** Start of RECORDS **

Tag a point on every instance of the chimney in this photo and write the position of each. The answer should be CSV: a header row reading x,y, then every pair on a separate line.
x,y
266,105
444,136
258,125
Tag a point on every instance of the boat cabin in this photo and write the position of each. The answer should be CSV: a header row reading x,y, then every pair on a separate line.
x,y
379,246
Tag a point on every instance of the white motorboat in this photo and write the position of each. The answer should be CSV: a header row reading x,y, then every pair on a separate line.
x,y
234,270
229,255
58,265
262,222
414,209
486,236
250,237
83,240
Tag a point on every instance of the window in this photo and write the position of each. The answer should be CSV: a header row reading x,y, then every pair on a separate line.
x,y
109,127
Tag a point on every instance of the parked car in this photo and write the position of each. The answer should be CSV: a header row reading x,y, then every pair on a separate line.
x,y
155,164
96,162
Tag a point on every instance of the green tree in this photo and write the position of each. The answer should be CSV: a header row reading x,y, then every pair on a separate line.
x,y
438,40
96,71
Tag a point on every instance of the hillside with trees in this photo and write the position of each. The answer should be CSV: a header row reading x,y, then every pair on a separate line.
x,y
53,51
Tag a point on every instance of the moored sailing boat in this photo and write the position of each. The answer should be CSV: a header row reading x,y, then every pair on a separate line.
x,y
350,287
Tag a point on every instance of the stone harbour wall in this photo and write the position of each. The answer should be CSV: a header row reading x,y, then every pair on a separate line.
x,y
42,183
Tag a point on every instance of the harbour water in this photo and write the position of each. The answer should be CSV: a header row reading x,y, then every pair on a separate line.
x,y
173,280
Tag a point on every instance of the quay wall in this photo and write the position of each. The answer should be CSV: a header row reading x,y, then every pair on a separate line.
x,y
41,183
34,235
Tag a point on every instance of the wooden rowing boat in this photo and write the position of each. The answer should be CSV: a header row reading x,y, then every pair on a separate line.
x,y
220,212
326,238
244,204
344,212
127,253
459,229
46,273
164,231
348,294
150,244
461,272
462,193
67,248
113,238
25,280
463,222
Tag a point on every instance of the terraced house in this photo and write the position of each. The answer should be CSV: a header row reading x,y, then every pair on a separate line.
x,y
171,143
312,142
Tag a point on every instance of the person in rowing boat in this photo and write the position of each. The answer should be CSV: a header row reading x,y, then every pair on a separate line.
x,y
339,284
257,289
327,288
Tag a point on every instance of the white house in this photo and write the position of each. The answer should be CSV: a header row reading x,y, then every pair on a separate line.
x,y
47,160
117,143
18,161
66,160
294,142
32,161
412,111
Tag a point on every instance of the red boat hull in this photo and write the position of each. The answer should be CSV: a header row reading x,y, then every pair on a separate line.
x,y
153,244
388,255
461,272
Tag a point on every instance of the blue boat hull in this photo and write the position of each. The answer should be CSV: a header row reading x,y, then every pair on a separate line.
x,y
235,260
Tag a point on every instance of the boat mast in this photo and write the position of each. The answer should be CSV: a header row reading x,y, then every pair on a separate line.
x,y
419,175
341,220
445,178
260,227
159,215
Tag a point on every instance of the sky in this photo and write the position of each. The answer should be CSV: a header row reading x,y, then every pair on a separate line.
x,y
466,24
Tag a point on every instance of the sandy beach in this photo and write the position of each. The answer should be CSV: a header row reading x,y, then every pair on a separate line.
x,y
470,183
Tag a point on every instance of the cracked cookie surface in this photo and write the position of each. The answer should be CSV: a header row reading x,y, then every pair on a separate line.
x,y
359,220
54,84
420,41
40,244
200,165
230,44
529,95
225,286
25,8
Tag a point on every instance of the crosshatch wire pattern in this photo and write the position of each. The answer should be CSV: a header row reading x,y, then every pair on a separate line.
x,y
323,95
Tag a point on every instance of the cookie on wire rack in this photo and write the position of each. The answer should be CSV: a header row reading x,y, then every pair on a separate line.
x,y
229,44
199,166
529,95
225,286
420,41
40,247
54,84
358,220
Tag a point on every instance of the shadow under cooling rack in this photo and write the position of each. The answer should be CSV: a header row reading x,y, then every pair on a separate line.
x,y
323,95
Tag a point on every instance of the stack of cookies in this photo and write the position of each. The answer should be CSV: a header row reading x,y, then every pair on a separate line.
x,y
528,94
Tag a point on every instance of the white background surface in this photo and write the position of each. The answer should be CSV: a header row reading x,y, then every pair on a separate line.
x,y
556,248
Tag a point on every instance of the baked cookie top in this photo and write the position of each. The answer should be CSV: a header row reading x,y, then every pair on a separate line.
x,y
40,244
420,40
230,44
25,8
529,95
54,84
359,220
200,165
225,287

** End of RECORDS **
** Start of RECORDS **

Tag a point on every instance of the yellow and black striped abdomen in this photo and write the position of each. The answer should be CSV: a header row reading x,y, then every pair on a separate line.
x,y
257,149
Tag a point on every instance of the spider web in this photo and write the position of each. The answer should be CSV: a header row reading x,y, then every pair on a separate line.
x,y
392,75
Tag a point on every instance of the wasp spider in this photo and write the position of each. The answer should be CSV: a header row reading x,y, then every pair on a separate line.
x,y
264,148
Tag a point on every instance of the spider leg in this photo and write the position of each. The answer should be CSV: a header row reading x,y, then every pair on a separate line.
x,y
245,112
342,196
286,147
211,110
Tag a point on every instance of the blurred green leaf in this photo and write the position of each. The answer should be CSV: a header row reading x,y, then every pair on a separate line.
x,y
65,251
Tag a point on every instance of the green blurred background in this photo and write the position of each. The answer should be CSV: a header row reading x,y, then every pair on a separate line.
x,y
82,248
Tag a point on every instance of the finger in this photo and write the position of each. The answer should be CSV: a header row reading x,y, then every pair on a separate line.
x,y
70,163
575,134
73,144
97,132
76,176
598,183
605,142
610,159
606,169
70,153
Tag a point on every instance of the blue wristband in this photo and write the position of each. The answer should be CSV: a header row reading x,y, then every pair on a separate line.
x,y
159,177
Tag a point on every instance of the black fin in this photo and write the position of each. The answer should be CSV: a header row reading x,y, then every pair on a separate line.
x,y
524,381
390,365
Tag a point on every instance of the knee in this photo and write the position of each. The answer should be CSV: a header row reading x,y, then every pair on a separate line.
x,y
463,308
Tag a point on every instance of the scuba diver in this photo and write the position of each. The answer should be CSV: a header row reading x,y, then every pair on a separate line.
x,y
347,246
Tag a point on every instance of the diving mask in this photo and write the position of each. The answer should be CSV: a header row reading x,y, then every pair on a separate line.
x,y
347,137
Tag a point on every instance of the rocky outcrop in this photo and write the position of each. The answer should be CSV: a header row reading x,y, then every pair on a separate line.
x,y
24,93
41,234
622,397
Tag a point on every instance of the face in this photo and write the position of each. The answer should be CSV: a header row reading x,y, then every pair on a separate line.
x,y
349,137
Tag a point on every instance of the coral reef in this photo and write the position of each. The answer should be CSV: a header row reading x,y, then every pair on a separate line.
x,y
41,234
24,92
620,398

** End of RECORDS **

▸ AIM: Report how many lines in the records above contain the word "white". Give only the number.

▸ SOLUTION TO THIS TASK: 3